> Required work
Extract the following data verbatim, starting with its first line and continuing through the line that contains "(1025, 695)", with that line included.

(Point labeling dataset excerpts)
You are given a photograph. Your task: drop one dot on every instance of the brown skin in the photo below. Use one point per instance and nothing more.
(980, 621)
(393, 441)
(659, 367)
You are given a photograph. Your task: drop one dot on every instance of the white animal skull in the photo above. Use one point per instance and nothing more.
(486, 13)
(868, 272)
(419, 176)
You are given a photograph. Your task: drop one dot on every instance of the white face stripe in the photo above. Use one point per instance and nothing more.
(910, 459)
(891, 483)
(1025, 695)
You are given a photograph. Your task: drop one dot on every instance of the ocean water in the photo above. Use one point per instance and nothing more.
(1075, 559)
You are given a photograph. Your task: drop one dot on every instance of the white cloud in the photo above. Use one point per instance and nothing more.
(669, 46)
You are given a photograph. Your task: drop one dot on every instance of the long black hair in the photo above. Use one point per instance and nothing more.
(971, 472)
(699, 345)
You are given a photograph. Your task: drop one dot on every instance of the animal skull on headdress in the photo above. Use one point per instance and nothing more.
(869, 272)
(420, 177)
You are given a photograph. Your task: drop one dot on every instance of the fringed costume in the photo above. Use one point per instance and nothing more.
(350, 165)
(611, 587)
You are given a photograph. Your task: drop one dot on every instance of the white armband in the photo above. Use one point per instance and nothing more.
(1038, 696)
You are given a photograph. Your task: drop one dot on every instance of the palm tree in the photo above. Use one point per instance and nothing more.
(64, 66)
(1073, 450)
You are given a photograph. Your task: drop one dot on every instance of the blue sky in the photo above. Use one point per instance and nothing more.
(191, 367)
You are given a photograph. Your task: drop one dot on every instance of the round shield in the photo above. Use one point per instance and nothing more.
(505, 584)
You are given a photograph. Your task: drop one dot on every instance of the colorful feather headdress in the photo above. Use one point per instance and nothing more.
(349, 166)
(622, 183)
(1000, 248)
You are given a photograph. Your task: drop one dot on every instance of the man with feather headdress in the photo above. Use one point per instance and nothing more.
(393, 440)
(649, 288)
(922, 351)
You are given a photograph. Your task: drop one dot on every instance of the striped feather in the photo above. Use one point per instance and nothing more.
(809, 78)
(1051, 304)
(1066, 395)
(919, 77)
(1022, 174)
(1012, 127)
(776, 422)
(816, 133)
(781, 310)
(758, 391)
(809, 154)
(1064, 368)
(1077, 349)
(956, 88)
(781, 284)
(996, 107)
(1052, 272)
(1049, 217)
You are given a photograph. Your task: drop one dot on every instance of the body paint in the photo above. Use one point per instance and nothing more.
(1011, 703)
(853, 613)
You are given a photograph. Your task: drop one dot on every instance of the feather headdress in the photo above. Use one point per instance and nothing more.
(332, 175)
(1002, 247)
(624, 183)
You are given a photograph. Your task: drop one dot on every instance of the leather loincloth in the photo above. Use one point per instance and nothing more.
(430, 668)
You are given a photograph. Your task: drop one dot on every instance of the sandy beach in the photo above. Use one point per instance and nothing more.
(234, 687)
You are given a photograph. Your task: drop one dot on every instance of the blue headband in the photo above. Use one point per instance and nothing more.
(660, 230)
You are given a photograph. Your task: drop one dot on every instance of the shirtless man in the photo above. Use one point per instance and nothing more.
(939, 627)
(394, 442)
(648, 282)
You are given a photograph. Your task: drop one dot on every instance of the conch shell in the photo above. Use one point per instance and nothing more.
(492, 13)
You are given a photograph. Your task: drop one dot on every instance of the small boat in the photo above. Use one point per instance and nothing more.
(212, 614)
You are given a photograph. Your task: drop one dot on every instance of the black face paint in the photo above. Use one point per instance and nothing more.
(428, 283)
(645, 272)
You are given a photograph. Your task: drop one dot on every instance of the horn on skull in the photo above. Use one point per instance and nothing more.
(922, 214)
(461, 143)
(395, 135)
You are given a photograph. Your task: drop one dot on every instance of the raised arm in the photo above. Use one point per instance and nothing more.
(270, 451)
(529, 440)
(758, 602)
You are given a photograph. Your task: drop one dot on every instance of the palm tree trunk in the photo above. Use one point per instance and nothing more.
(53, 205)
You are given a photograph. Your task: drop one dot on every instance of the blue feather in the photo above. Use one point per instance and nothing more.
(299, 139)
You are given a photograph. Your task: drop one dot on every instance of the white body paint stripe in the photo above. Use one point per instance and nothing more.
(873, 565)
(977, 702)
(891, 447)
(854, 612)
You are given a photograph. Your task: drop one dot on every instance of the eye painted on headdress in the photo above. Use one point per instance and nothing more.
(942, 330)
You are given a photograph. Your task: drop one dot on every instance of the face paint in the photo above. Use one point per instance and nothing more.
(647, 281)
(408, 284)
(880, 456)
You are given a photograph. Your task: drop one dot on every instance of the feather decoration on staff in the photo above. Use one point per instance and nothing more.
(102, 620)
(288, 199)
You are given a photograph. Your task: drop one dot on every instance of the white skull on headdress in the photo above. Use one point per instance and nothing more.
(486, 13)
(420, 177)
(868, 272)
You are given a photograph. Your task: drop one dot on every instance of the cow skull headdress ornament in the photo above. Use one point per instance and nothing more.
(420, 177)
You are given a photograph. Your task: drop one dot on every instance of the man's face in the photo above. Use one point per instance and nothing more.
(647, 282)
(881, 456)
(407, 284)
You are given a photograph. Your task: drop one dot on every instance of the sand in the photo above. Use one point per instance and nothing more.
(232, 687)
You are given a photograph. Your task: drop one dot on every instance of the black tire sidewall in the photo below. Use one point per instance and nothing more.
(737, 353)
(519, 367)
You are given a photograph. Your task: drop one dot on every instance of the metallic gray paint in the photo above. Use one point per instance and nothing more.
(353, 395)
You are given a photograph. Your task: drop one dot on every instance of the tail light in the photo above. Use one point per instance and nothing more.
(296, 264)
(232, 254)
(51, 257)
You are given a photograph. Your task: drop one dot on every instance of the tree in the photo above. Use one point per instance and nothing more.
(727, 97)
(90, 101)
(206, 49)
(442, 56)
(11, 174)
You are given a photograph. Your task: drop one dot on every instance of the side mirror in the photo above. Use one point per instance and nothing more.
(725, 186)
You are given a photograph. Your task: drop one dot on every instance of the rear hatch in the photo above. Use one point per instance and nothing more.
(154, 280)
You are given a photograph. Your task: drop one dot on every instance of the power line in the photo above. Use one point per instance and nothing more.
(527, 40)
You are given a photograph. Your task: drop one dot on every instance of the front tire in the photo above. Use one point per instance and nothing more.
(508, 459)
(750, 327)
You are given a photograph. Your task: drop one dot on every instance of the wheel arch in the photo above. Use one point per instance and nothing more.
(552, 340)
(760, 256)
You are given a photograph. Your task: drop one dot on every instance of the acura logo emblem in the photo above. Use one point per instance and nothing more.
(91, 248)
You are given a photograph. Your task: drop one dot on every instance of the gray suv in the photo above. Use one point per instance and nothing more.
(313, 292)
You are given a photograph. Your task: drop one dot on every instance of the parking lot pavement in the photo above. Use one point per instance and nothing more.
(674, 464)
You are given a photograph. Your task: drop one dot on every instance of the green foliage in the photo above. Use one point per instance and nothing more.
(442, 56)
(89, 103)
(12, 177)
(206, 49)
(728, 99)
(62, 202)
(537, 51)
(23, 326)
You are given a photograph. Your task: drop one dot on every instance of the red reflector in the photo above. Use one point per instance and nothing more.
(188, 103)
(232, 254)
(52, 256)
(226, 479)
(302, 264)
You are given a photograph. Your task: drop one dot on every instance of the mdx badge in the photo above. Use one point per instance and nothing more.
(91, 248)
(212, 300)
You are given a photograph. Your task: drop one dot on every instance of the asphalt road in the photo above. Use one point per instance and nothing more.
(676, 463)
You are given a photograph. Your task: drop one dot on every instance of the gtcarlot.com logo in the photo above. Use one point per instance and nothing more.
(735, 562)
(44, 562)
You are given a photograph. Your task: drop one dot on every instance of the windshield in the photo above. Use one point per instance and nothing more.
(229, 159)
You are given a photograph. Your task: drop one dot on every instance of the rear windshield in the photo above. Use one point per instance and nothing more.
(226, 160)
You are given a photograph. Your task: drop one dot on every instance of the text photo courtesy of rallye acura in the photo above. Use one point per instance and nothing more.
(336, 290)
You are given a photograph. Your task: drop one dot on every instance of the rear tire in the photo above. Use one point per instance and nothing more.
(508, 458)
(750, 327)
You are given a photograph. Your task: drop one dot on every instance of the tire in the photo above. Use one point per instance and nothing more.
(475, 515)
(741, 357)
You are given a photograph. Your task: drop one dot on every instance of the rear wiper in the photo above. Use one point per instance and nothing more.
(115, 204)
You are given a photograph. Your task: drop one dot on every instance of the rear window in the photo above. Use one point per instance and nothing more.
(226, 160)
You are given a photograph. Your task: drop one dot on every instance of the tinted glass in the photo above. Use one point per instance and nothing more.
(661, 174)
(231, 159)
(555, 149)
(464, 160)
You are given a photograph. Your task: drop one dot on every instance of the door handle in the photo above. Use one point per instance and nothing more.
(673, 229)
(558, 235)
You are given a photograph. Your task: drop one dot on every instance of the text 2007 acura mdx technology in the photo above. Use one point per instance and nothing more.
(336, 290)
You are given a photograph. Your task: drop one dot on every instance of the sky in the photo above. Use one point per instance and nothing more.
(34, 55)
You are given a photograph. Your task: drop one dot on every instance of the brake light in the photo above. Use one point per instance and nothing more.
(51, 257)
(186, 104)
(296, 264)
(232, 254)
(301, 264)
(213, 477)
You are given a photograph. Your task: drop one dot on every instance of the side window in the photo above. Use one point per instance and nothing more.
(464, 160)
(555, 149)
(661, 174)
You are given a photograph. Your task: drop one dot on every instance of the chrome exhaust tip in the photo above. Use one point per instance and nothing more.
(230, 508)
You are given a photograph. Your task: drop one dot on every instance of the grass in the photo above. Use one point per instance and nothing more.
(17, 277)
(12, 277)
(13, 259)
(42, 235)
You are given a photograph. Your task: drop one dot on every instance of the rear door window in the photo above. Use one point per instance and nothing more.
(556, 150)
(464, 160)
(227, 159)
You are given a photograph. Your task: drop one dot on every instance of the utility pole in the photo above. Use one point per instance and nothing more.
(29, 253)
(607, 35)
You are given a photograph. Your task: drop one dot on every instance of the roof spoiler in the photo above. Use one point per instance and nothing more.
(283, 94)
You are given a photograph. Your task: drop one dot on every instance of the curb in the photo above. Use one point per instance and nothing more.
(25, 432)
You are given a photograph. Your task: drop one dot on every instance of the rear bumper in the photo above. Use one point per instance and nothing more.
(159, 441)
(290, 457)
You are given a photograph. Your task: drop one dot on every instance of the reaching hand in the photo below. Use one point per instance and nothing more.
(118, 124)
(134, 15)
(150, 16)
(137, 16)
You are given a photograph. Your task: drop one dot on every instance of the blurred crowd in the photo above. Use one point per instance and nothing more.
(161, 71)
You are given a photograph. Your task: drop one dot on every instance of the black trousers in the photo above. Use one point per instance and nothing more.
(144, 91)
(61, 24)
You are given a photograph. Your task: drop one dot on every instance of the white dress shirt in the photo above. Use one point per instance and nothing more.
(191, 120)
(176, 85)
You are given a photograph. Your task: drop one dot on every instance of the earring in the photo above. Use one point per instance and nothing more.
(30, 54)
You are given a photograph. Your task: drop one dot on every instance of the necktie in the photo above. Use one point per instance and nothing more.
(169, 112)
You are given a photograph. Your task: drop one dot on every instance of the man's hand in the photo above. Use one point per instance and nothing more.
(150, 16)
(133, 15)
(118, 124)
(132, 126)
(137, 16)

> Exercise result
You are given a photograph. Your task: drop one dot on every instance of the brown skin in the photo below. Use one point per instance and nothing more.
(980, 621)
(393, 441)
(659, 367)
You are given a photograph. Your task: drop one dot on every instance of the white animal skull in the photo above. Use one point per instance and nothing more.
(486, 13)
(868, 272)
(419, 176)
You are given a photograph. Your task: drop one dot on every instance of the white face stripe in the photo above. Use one point per instance and nothing more.
(910, 459)
(891, 483)
(1025, 695)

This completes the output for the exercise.